Exercise text>
▼
KATE Shemirani, a woman with whose views I profoundly disagree and whose style of oratory I find unpleasant has, according to the UK press been ‘struck off’ the nursing register; even the Nursing Times reported this.
In fact, she has not been stuck off, she has had her interim suspension extended for another 18 months in a letter to her from the Nursing & Midwifery Council (NMC). If she does not lodge an appeal within 28 days of receiving the letter—dated 28 May—she will then, indeed, be struck off.
This seems like the last in a litany of appalling treatment meted out to Ms Shemirani by the police, the press and now her profession. She has had her house raided and her computer removed. She has been arrested and detained in police cells and she is estranged from her son on the basis of an interview he gave to the press.
▲
Collected data>
▼
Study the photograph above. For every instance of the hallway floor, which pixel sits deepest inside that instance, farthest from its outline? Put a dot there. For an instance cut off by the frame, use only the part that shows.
▲
Set of tasks>
[A] Copy everything in the Kate Shemirani article from "KATE Shemirani, a" down to "be struck off.".
[B] Write what comes next in the article on Kate Shemirani, picking up after its final sentence.

Responses in order>
[A]
KATE Shemirani, a woman with whose views I profoundly disagree and whose style of oratory I find unpleasant has, according to the UK press been ‘struck off’ the nursing register; even the Nursing Times reported this.
In fact, she has not been stuck off, she has had her interim suspension extended for another 18 months in a letter to her from the Nursing & Midwifery Council (NMC). If she does not lodge an appeal within 28 days of receiving the letter—dated 28 May—she will then, indeed, be struck off.

[B]
She has not been dealt with this way due to any clinical malpractice, however, but for expressing her anti-vaccination views. Specifically, she has been taken to task for posting comments and videos on social media, speaking at public protests (I have shared a virtual platform with her) and giving interviews. While these views are in contradiction of current public health advice and do cast her nursing colleagues in a bad light and could clearly be a matter of concern for our professional nursing body, the issue at stake here is quite simple: free speech.
It is a glaring example of how our basic freedoms, assumed as subjects of Her Majesty the Queen, have been eroded in the wake of the tremendous overreaction by the government and public health bodies to the COVID-19 pandemic. Along with the freedom to express our views, provided they do not incite to violence or hate, our freedoms of movement and association have also been curtailed.
As explained by Peter Hitchens once freedoms are removed, they can never be restored; they may be returned to us as rights. But then they are no longer our freedoms, merely rights that can subsequently be removed by the government again whenever they consider it necessary.
Moreover, this can and has been done by decree and not by the usual democratic processes.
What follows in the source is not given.